**LISTED RECORDS:**
=-=-=-=-=
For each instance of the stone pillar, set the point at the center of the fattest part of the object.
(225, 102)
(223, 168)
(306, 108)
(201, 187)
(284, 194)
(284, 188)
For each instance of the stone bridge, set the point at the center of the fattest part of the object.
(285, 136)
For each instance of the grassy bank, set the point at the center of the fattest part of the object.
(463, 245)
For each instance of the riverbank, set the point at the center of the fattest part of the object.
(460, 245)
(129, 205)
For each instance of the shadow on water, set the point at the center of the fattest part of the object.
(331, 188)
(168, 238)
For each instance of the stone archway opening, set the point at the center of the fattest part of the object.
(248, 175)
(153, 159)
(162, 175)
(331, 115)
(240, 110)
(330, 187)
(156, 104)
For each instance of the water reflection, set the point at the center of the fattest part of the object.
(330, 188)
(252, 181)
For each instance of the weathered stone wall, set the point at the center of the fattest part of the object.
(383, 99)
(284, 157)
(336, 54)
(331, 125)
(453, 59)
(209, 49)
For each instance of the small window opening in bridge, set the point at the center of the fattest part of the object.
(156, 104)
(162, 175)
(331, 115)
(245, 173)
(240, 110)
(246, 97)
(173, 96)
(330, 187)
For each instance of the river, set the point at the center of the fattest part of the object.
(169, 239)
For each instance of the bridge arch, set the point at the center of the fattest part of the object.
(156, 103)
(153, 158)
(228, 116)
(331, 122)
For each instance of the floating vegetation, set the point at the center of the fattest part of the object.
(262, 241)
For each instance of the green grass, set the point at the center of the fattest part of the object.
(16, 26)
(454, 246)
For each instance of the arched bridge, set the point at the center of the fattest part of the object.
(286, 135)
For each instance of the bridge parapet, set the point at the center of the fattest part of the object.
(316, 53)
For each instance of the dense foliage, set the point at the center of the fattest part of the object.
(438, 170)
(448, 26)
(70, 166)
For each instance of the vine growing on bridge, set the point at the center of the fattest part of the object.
=-=-=-=-=
**WRITTEN TASK:** Rewrite the stretch from the line containing "For each instance of the weathered" through the end of the records, putting "widest" in place of "fattest" and leaving everything else unchanged. Give only those lines.

**REPLY:**
For each instance of the weathered stone wall, set the point at the center of the widest part of the object.
(383, 99)
(284, 157)
(336, 54)
(331, 125)
(453, 59)
(209, 49)
For each instance of the small window opening in bridge, set the point at the center of the widest part of the object.
(156, 104)
(162, 175)
(331, 115)
(245, 173)
(240, 110)
(246, 97)
(173, 96)
(330, 187)
For each instance of the river, set the point at the center of the widest part of the object.
(169, 239)
For each instance of the bridge arch, set the point at the center of the widest part of the object.
(156, 103)
(153, 158)
(228, 116)
(331, 122)
For each instance of the floating vegetation, set the point at the center of the widest part of the object.
(262, 241)
For each instance of the green grass, set the point at the center of the widest part of the object.
(16, 26)
(454, 246)
For each instance of the arched bridge, set the point at the center of the widest part of the object.
(286, 135)
For each instance of the bridge parapet, set the point at the center of the widest part of the object.
(316, 53)
For each instance of the dense foliage, set the point at the center of the widest part of the object.
(438, 170)
(448, 26)
(70, 166)
For each instance of the vine growing on bridge, set the point at the center of the widest part of the object.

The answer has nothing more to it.